Provided data:
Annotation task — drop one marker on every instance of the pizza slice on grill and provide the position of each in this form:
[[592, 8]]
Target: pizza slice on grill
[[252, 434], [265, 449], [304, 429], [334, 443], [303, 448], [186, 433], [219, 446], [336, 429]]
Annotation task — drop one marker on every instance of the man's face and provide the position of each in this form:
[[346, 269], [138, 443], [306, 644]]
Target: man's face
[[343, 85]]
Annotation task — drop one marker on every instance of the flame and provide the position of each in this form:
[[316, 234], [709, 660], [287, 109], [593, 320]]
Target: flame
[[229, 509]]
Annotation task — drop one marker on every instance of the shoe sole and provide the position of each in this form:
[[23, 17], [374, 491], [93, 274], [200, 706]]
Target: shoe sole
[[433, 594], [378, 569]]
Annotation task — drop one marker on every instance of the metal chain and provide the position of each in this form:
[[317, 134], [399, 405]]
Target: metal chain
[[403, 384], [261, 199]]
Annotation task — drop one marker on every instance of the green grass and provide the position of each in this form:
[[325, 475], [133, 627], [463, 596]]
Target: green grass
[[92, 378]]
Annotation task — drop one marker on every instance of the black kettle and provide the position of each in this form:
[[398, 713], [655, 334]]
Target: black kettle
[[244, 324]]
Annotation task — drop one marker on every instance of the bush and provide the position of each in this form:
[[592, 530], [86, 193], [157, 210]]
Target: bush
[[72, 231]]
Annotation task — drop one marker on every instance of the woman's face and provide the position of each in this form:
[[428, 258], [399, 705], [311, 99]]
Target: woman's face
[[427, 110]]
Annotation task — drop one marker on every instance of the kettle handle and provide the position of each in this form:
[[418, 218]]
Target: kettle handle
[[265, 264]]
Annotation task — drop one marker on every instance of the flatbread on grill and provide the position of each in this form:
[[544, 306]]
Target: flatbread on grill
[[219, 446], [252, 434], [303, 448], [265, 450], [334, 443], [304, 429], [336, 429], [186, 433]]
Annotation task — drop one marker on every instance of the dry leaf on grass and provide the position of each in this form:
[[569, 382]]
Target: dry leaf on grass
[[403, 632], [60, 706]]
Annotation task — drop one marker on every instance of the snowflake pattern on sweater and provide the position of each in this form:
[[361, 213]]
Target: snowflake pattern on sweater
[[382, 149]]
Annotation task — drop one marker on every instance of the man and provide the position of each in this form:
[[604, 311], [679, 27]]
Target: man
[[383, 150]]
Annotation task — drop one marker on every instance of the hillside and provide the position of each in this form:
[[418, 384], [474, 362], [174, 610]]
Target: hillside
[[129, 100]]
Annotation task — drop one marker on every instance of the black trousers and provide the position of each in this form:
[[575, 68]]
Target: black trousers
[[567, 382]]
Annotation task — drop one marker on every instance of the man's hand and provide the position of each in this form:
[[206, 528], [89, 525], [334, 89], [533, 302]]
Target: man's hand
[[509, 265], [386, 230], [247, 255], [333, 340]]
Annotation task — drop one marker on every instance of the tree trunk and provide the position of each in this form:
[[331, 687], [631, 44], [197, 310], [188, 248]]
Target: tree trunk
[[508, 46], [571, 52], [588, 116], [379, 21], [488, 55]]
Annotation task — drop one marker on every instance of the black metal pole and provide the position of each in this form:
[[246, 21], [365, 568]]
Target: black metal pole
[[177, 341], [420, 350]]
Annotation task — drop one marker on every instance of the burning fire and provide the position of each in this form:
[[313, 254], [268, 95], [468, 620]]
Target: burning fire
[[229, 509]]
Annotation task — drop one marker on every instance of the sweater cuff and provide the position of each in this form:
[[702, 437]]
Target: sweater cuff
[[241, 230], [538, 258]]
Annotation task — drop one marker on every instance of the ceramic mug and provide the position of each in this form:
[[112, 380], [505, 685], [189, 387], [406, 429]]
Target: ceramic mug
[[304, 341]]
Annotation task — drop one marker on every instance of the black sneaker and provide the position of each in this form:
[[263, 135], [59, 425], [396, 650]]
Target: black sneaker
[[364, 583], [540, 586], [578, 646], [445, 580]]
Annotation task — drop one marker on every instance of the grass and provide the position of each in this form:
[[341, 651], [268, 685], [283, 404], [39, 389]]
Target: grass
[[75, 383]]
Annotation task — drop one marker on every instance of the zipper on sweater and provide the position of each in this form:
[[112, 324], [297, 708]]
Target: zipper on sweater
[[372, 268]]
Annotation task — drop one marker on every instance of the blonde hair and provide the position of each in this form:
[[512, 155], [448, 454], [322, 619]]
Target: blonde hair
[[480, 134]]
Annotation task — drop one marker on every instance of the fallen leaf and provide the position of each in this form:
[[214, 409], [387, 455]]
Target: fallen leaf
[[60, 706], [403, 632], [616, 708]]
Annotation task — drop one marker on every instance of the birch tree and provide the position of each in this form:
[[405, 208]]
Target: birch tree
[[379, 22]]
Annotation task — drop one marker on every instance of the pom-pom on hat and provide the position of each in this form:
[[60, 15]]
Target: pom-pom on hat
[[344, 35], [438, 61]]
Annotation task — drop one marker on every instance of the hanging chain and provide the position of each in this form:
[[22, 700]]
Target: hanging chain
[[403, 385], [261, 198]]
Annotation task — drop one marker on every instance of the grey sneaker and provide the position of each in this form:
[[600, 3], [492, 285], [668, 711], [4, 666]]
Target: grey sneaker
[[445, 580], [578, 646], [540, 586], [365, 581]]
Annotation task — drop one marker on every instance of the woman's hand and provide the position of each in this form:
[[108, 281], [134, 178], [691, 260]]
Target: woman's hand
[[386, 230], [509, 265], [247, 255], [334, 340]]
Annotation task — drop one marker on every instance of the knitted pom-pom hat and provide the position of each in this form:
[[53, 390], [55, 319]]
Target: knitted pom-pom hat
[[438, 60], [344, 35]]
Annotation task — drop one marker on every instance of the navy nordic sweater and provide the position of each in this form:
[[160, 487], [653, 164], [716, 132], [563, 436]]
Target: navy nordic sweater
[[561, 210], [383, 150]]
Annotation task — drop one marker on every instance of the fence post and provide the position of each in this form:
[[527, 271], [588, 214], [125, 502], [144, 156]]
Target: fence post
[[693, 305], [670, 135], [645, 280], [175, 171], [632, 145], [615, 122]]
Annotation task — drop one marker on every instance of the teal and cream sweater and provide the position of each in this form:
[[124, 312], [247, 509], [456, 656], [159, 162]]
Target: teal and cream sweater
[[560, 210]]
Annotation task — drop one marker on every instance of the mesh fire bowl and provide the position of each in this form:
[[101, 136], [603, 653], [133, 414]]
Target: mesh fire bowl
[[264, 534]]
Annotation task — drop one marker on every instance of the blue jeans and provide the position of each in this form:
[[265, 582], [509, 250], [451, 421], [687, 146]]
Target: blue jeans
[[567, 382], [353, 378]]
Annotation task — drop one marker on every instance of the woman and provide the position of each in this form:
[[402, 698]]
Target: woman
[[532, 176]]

Task instructions: Turn the whole listing above into a Markdown table with two columns, Row and Entry. Put each line's running number under Row and the line itself under Entry, and leave out any blank lines.

Exercise output:
| Row | Entry |
|---|---|
| 1 | Annotation task — drop one marker on every instance of the pizza slice on grill and provide the position of each in this form: |
| 2 | [[592, 8]] |
| 3 | Target: pizza slice on grill |
| 4 | [[252, 434], [265, 449], [304, 429], [334, 443], [303, 448], [186, 433], [219, 446], [336, 429]] |
| 5 | Annotation task — drop one marker on every instance of the man's face and provide the position of each in this form: |
| 6 | [[346, 269], [138, 443], [306, 644]] |
| 7 | Target: man's face |
| 8 | [[343, 85]] |
| 9 | Annotation task — drop one marker on every instance of the flame and provide the position of each in this form: |
| 10 | [[316, 234], [709, 660], [287, 109], [593, 320]] |
| 11 | Target: flame |
| 12 | [[229, 509]] |
| 13 | Annotation task — drop one marker on every instance of the shoe sole and provide the position of each in this form: |
| 14 | [[23, 17], [374, 491], [93, 274], [200, 706]] |
| 15 | Target: shoe sole |
| 16 | [[433, 594], [378, 569]] |
| 17 | Annotation task — drop one marker on every instance of the metal chain and provide the position of each in this form: |
| 18 | [[317, 134], [399, 405]] |
| 19 | Target: metal chain |
| 20 | [[403, 384], [261, 199]] |
| 21 | Annotation task — drop one marker on every instance of the green grass and provide the position of each in this form: |
| 22 | [[325, 475], [133, 627], [463, 596]] |
| 23 | Target: green grass |
| 24 | [[92, 378]] |
| 25 | Annotation task — drop one marker on every instance of the black kettle and provide the position of each in this form: |
| 26 | [[398, 713], [655, 334]] |
| 27 | Target: black kettle |
| 28 | [[244, 324]] |
| 29 | Annotation task — drop one marker on every instance of the bush and provide the position of each in this form: |
| 30 | [[592, 530], [86, 193], [157, 210]] |
| 31 | Target: bush |
| 32 | [[72, 231]] |
| 33 | Annotation task — drop one marker on every instance of the woman's face and provide the position of each in this form: |
| 34 | [[428, 258], [399, 705], [311, 99]] |
| 35 | Target: woman's face |
| 36 | [[427, 110]] |
| 37 | Annotation task — drop one marker on every instance of the kettle handle and provide the position of each in this form: |
| 38 | [[418, 218]] |
| 39 | Target: kettle handle |
| 40 | [[265, 264]] |
| 41 | Annotation task — drop one marker on every instance of the flatbread on grill and provide the position of each in this form: |
| 42 | [[544, 306]] |
| 43 | Target: flatbread on grill |
| 44 | [[219, 446], [252, 434], [303, 448], [265, 450], [334, 443], [304, 429], [336, 429], [186, 433]] |
| 45 | Annotation task — drop one marker on every instance of the dry leaf on grass and provide the position of each in this form: |
| 46 | [[569, 382]] |
| 47 | Target: dry leaf on grass |
| 48 | [[403, 632], [60, 706]] |
| 49 | Annotation task — drop one marker on every instance of the snowflake pattern on sweater and provide the position of each in this form: |
| 50 | [[361, 213]] |
| 51 | Target: snowflake pattern on sweater |
| 52 | [[382, 149]] |
| 53 | Annotation task — drop one marker on every instance of the man and provide the position of each in this form: |
| 54 | [[604, 311], [679, 27]] |
| 55 | Target: man |
| 56 | [[383, 150]] |
| 57 | Annotation task — drop one marker on every instance of the hillside and provide the position of each in this form: |
| 58 | [[418, 384], [474, 362], [174, 610]] |
| 59 | Target: hillside |
| 60 | [[129, 100]] |
| 61 | Annotation task — drop one marker on every instance of the black trousers and provide the position of each in this form: |
| 62 | [[575, 68]] |
| 63 | Target: black trousers |
| 64 | [[567, 382]] |
| 65 | Annotation task — drop one marker on every instance of the man's hand and provide the position of each in this form: |
| 66 | [[206, 528], [89, 525], [334, 89], [533, 302]] |
| 67 | Target: man's hand |
| 68 | [[509, 265], [386, 230], [247, 255], [333, 340]] |
| 69 | Annotation task — drop one marker on every instance of the tree trunk and provide the position of each in this form: |
| 70 | [[331, 687], [631, 44], [197, 310], [188, 248]] |
| 71 | Target: tree trunk |
| 72 | [[508, 46], [571, 52], [588, 116], [379, 21], [488, 55]] |
| 73 | Annotation task — drop one marker on every instance of the black metal pole and provide the position of each in this form: |
| 74 | [[246, 21], [365, 568]] |
| 75 | Target: black metal pole |
| 76 | [[177, 341], [420, 350]] |
| 77 | Annotation task — drop one marker on every instance of the burning fire and provide the position of each in this form: |
| 78 | [[313, 254], [268, 95], [468, 620]] |
| 79 | Target: burning fire |
| 80 | [[229, 509]] |
| 81 | Annotation task — drop one marker on every instance of the sweater cuff and provide the position of each in this form: |
| 82 | [[702, 437]] |
| 83 | Target: sweater cuff |
| 84 | [[241, 230], [538, 258]] |
| 85 | Annotation task — drop one marker on every instance of the ceramic mug and provide the position of each in this form: |
| 86 | [[112, 380], [505, 685], [189, 387], [406, 429]] |
| 87 | Target: ceramic mug |
| 88 | [[304, 341]] |
| 89 | Annotation task — drop one marker on every instance of the black sneaker and provide the position of each in this form: |
| 90 | [[263, 135], [59, 425], [396, 650]] |
| 91 | Target: black sneaker |
| 92 | [[364, 583], [540, 586], [578, 646], [445, 580]] |
| 93 | Annotation task — drop one marker on every instance of the grass and provide the position of each in this form: |
| 94 | [[341, 651], [268, 685], [283, 404], [39, 389]] |
| 95 | Target: grass |
| 96 | [[75, 383]] |
| 97 | Annotation task — drop one marker on every instance of the zipper on sweater and provide the position of each in this form: |
| 98 | [[112, 324], [297, 708]] |
| 99 | Target: zipper on sweater |
| 100 | [[372, 268]] |
| 101 | Annotation task — drop one marker on every instance of the blonde hair and provide the position of each in this form: |
| 102 | [[512, 155], [448, 454], [322, 619]] |
| 103 | Target: blonde hair |
| 104 | [[480, 134]] |
| 105 | Annotation task — drop one marker on every instance of the fallen leaf and provide the position of each in this form: |
| 106 | [[214, 409], [387, 455]] |
| 107 | Target: fallen leaf |
| 108 | [[60, 706], [403, 632], [616, 708]] |
| 109 | Annotation task — drop one marker on every instance of the birch tree and provide the position of each in this form: |
| 110 | [[405, 208]] |
| 111 | Target: birch tree |
| 112 | [[379, 22]] |
| 113 | Annotation task — drop one marker on every instance of the pom-pom on hat and provide the position of each in this form: |
| 114 | [[60, 15]] |
| 115 | Target: pom-pom on hat |
| 116 | [[344, 35], [438, 61]] |
| 117 | Annotation task — drop one marker on every instance of the hanging chain and provide the position of each in this form: |
| 118 | [[22, 700]] |
| 119 | Target: hanging chain |
| 120 | [[403, 385], [261, 198]] |
| 121 | Annotation task — drop one marker on every instance of the grey sneaker and provide the position of each in this form: |
| 122 | [[600, 3], [492, 285], [668, 711], [4, 666]] |
| 123 | Target: grey sneaker |
| 124 | [[445, 580], [578, 646], [540, 586], [365, 581]] |
| 125 | Annotation task — drop one marker on every instance of the woman's hand and provide the position of each in this form: |
| 126 | [[108, 281], [134, 178], [691, 260]] |
| 127 | Target: woman's hand |
| 128 | [[386, 230], [509, 265], [247, 255], [334, 340]] |
| 129 | Annotation task — drop one marker on every instance of the knitted pom-pom hat and provide the position of each in this form: |
| 130 | [[53, 390], [55, 319]] |
| 131 | Target: knitted pom-pom hat |
| 132 | [[438, 60], [344, 35]] |
| 133 | Annotation task — drop one marker on every instance of the navy nordic sweater and provide the position of each in this form: |
| 134 | [[160, 487], [653, 164], [716, 132], [563, 436]] |
| 135 | Target: navy nordic sweater |
| 136 | [[561, 210], [383, 150]] |
| 137 | Annotation task — drop one marker on every instance of the fence post and provide the position of each in this form: |
| 138 | [[527, 271], [588, 214], [125, 502], [144, 156]] |
| 139 | Target: fence post |
| 140 | [[693, 305], [670, 135], [645, 280], [175, 171], [632, 145], [615, 122]] |
| 141 | Annotation task — drop one marker on every instance of the teal and cream sweater and provide the position of each in this form: |
| 142 | [[124, 312], [247, 509], [456, 656], [159, 162]] |
| 143 | Target: teal and cream sweater |
| 144 | [[560, 210]] |
| 145 | Annotation task — drop one marker on every instance of the mesh fire bowl and provide the position of each in this form: |
| 146 | [[101, 136], [603, 653], [133, 414]] |
| 147 | Target: mesh fire bowl |
| 148 | [[264, 534]] |
| 149 | Annotation task — drop one marker on every instance of the blue jeans and provide the position of each in this form: |
| 150 | [[265, 582], [509, 250], [451, 421], [687, 146]] |
| 151 | Target: blue jeans |
| 152 | [[567, 382], [353, 378]] |
| 153 | Annotation task — drop one marker on every instance of the woman and provide the position of each in this form: |
| 154 | [[402, 698]] |
| 155 | Target: woman |
| 156 | [[532, 176]] |